* _WHAT IS BEING ASKED_
Copy out the listing below, swapping every "thickest part" for "widest part" and leaving all else untouched.

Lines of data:

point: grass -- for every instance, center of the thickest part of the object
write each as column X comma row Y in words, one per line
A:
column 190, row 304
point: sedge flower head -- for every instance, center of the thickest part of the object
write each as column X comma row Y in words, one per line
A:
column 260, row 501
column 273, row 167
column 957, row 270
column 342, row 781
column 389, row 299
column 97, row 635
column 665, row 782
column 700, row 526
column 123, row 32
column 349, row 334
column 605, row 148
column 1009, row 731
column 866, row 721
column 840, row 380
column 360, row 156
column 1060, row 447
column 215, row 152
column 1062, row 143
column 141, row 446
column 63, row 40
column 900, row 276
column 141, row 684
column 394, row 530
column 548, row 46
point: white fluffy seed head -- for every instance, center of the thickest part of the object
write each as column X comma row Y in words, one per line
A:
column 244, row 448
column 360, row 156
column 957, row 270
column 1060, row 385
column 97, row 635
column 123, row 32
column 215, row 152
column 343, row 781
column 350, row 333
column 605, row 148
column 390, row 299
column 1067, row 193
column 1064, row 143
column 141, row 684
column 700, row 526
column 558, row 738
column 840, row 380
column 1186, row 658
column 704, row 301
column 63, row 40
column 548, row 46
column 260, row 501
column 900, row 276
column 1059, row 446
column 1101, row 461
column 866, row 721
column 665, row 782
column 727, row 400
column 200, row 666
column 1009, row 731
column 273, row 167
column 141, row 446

* _ANSWER TO THIS PROBLEM_
point: grass -- for every instance, center of the widest part of the object
write each as column X comma row Y in words, one per line
A:
column 190, row 304
point: sedge flower head -- for every instance, center of the widest part of the object
write each as column X comma row Y in words, one per line
A:
column 260, row 501
column 273, row 167
column 957, row 270
column 342, row 781
column 389, row 299
column 97, row 635
column 665, row 782
column 700, row 526
column 123, row 32
column 349, row 334
column 605, row 148
column 1009, row 731
column 866, row 721
column 840, row 380
column 360, row 156
column 1060, row 447
column 215, row 152
column 1062, row 143
column 141, row 446
column 63, row 40
column 900, row 276
column 141, row 684
column 394, row 530
column 548, row 46
point: white fluffy seed head -- for every instance, center of the widest part of the object
write each as column X comma row Y in words, one per line
A:
column 244, row 448
column 360, row 156
column 957, row 270
column 1060, row 385
column 97, row 635
column 123, row 32
column 215, row 152
column 343, row 781
column 350, row 333
column 605, row 148
column 390, row 299
column 1067, row 193
column 1064, row 143
column 141, row 684
column 700, row 526
column 558, row 738
column 840, row 380
column 1186, row 658
column 704, row 301
column 63, row 40
column 548, row 46
column 260, row 501
column 900, row 276
column 1059, row 446
column 1101, row 461
column 866, row 721
column 665, row 782
column 727, row 400
column 200, row 666
column 1009, row 731
column 273, row 167
column 141, row 446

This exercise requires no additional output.